Please take the records that follow and repeat exactly the lines starting with the line with "[indicate] white concrete" and going on through the line with "Query: white concrete wall".

**Exercise data**:
_ _ _ _ _ _ _

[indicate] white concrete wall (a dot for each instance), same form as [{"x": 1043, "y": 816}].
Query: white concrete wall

_ _ _ _ _ _ _

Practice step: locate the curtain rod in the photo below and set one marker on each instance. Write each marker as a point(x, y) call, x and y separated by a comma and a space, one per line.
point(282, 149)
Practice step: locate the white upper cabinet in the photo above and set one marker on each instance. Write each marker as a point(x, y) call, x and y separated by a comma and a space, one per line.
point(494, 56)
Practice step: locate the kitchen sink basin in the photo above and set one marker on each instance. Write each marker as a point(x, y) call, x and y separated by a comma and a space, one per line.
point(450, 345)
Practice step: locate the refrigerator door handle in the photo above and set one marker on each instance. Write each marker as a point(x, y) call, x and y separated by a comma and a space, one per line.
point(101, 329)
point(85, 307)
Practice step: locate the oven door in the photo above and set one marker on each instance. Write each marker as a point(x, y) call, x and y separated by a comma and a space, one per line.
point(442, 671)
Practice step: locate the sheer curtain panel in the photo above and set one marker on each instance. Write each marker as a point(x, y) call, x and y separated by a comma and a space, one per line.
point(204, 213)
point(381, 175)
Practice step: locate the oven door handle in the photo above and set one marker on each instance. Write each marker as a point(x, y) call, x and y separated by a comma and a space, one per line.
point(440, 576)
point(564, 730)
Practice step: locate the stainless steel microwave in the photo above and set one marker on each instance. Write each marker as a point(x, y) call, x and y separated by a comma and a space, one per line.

_ _ _ _ _ _ _

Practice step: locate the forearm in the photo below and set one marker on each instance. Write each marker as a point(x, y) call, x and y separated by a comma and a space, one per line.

_ _ _ _ _ _ _

**Completed task**:
[indicate] white concrete wall (a dot for each instance), same form as [{"x": 1043, "y": 816}].
Query: white concrete wall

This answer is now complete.